Written task →
Transcribe only what runs from the line containing "Phrase -- blue sky" through the final line below, exactly, and leave every picture out.
============
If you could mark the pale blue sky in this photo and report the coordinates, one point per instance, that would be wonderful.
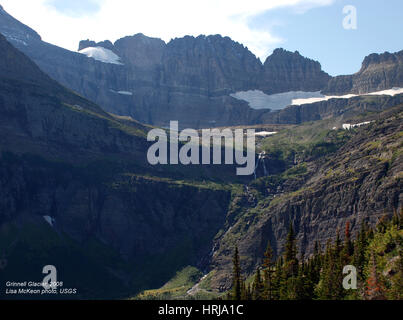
(313, 27)
(319, 34)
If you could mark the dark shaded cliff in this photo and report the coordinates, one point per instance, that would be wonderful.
(378, 72)
(357, 180)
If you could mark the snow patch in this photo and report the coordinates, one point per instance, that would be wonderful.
(101, 54)
(390, 92)
(259, 100)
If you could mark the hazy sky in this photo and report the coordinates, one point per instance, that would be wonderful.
(313, 27)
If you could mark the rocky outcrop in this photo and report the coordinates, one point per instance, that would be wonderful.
(189, 79)
(378, 72)
(361, 181)
(284, 69)
(64, 158)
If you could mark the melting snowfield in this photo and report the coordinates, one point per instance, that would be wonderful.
(101, 54)
(259, 100)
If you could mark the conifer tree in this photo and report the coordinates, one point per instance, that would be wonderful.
(268, 266)
(374, 289)
(237, 282)
(257, 288)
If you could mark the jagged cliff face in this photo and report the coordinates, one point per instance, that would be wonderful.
(360, 181)
(189, 79)
(64, 158)
(378, 72)
(289, 70)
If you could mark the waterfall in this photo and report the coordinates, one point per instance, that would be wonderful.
(261, 157)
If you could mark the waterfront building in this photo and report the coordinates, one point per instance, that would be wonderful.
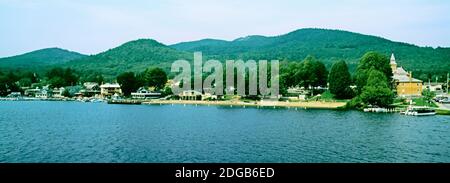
(108, 89)
(90, 89)
(31, 92)
(438, 88)
(44, 93)
(58, 92)
(143, 93)
(404, 84)
(14, 95)
(190, 95)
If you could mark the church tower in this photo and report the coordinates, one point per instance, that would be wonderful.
(393, 64)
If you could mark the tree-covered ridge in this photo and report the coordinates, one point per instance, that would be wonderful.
(327, 45)
(132, 56)
(39, 59)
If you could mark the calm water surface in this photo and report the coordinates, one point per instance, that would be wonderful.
(98, 132)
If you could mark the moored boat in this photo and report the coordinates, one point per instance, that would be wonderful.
(419, 111)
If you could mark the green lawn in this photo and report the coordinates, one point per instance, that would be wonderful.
(423, 102)
(327, 96)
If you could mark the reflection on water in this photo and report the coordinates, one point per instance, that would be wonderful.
(97, 132)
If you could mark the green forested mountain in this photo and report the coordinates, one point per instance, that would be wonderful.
(326, 45)
(132, 56)
(39, 59)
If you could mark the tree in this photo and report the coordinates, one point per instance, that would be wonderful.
(155, 77)
(428, 95)
(377, 91)
(66, 93)
(340, 81)
(59, 77)
(371, 61)
(128, 82)
(94, 77)
(57, 82)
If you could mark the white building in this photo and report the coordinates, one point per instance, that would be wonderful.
(108, 89)
(143, 93)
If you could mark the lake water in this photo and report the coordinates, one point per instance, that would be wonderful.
(96, 132)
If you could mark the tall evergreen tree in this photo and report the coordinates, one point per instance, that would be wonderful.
(340, 80)
(128, 82)
(371, 61)
(377, 91)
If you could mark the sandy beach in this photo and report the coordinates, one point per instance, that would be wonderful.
(309, 105)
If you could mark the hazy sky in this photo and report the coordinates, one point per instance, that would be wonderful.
(91, 27)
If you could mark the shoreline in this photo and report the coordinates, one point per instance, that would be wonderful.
(307, 105)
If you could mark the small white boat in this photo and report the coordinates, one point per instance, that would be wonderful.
(419, 111)
(375, 109)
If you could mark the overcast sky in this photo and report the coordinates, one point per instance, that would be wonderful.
(92, 27)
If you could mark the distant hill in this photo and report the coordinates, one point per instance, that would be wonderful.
(327, 45)
(39, 59)
(132, 56)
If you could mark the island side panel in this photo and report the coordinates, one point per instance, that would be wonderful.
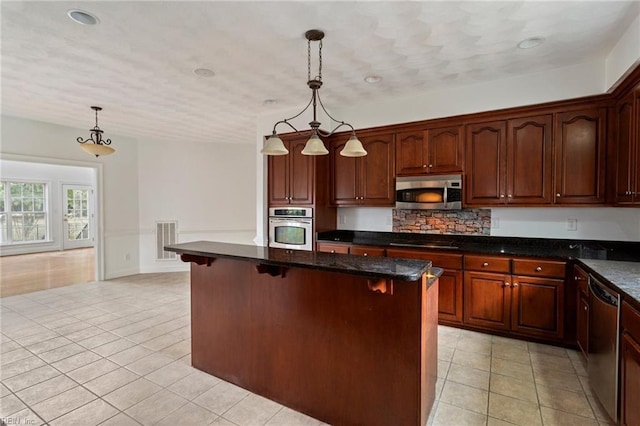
(319, 342)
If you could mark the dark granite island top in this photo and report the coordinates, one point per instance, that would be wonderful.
(373, 267)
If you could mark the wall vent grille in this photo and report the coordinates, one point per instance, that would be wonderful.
(166, 233)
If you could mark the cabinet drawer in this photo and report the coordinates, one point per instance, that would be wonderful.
(333, 248)
(440, 260)
(631, 320)
(487, 263)
(540, 268)
(367, 251)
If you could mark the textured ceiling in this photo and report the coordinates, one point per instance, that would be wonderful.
(138, 62)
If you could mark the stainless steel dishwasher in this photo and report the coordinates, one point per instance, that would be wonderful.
(603, 345)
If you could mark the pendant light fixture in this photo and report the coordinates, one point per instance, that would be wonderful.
(314, 146)
(95, 144)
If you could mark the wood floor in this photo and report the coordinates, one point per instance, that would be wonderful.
(27, 273)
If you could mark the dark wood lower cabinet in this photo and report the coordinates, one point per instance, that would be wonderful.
(487, 300)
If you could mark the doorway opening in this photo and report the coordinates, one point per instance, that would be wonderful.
(66, 248)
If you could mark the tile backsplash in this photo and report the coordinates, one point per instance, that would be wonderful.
(463, 222)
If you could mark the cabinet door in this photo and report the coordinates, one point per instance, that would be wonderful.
(485, 153)
(629, 381)
(278, 178)
(487, 301)
(580, 139)
(538, 306)
(344, 177)
(529, 160)
(377, 170)
(301, 172)
(625, 139)
(450, 296)
(582, 325)
(411, 153)
(444, 147)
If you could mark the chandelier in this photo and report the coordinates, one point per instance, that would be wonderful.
(95, 144)
(314, 146)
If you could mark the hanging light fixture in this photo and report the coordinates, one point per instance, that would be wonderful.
(314, 145)
(95, 144)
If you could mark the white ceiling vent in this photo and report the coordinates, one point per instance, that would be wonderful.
(166, 233)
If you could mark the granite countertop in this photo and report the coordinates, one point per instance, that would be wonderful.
(515, 246)
(623, 276)
(373, 267)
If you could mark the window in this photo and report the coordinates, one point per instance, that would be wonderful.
(23, 212)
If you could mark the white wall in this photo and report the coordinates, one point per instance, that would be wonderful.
(24, 139)
(210, 189)
(624, 55)
(54, 176)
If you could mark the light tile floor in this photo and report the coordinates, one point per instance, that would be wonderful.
(118, 353)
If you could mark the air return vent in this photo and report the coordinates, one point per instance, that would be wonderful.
(166, 233)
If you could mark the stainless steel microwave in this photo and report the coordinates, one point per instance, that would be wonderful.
(442, 192)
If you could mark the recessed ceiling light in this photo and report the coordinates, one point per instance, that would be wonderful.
(204, 72)
(530, 42)
(373, 79)
(83, 17)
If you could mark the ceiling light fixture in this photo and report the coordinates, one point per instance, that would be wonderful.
(373, 79)
(95, 144)
(82, 17)
(314, 146)
(530, 42)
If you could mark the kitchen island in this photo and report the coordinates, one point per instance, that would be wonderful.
(349, 340)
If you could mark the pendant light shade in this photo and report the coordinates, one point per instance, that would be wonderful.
(274, 146)
(353, 148)
(314, 146)
(95, 144)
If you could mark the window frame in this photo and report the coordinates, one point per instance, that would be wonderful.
(46, 210)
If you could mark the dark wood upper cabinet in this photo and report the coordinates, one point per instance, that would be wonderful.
(580, 139)
(437, 150)
(627, 153)
(291, 176)
(510, 162)
(485, 150)
(367, 180)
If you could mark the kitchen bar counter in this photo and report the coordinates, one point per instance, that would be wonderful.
(531, 247)
(373, 267)
(348, 340)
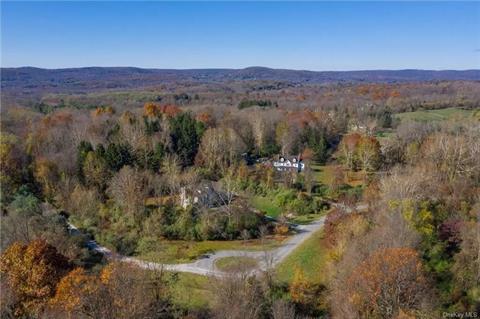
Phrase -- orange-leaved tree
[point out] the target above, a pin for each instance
(32, 272)
(387, 281)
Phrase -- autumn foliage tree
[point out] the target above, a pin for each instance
(386, 282)
(32, 272)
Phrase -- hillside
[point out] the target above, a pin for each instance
(78, 80)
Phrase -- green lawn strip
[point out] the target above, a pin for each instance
(306, 219)
(177, 251)
(435, 115)
(309, 256)
(236, 263)
(267, 205)
(191, 291)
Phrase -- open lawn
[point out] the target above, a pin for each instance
(325, 173)
(230, 264)
(307, 219)
(191, 291)
(309, 256)
(435, 115)
(266, 205)
(178, 251)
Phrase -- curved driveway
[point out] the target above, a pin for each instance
(267, 259)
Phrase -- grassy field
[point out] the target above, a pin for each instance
(192, 291)
(267, 205)
(310, 257)
(324, 175)
(177, 251)
(307, 219)
(435, 115)
(236, 263)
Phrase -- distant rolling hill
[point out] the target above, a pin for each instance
(30, 79)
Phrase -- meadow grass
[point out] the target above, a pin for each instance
(178, 251)
(435, 115)
(236, 263)
(267, 205)
(310, 257)
(192, 291)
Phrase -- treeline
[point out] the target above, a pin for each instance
(413, 253)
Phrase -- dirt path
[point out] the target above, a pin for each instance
(206, 265)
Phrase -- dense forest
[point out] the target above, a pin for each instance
(393, 168)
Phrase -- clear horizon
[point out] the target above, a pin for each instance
(315, 36)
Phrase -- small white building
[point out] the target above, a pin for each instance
(285, 164)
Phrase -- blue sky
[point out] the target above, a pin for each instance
(301, 35)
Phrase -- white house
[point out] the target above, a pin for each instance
(284, 164)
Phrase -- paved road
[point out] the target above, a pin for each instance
(206, 265)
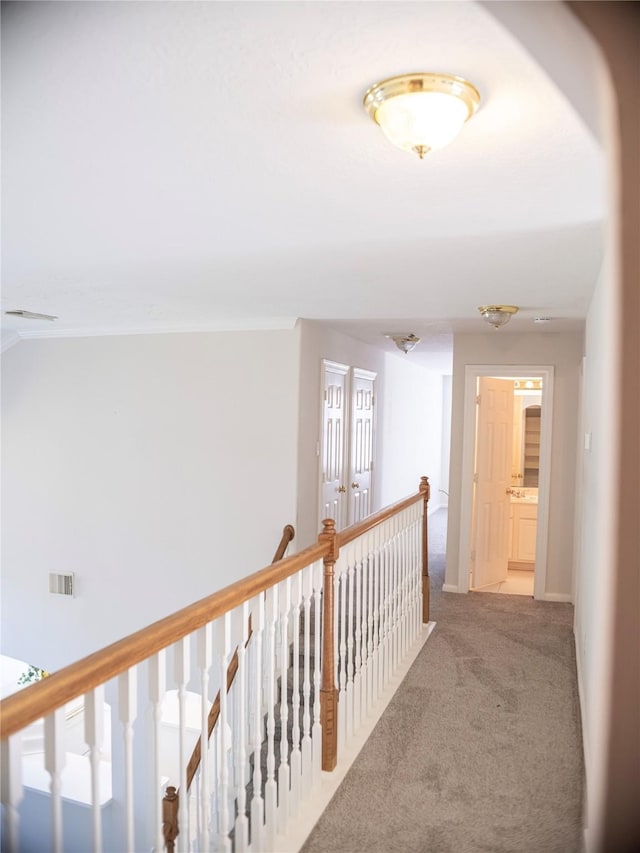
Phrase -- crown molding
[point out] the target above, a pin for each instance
(246, 324)
(9, 339)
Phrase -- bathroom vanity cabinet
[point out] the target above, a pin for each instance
(524, 523)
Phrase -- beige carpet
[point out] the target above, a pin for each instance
(480, 748)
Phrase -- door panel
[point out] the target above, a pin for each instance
(362, 445)
(332, 461)
(493, 478)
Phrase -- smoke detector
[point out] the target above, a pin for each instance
(404, 342)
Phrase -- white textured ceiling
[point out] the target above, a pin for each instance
(209, 165)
============
Result of this exercise →
Phrase -- blue sky
[point out] the target above, a pin for each instance
(301, 35)
Phrase -- white house
[point out] the target above, a pin for each instance
(284, 164)
Phrase -- paved road
[point out] the target above, a pin for each instance
(206, 265)
Phrase -- crown molding
[point out] the target above, a pin for each instance
(246, 324)
(9, 339)
Phrase -- bathroom vanity cabinet
[point out] the target above, a pin for each instance
(524, 523)
Phrase -- beige carpet
[point out] the target above, a pin for each instance
(480, 748)
Phrase -- door panel
[point out] the target above, a pin for each instance
(362, 445)
(332, 461)
(493, 478)
Phrase -- smoke detector
[point out] the target above, a pin for each instance
(404, 342)
Phrase -- white textured ceiling
[point out] the target above, a pin for each instance
(209, 165)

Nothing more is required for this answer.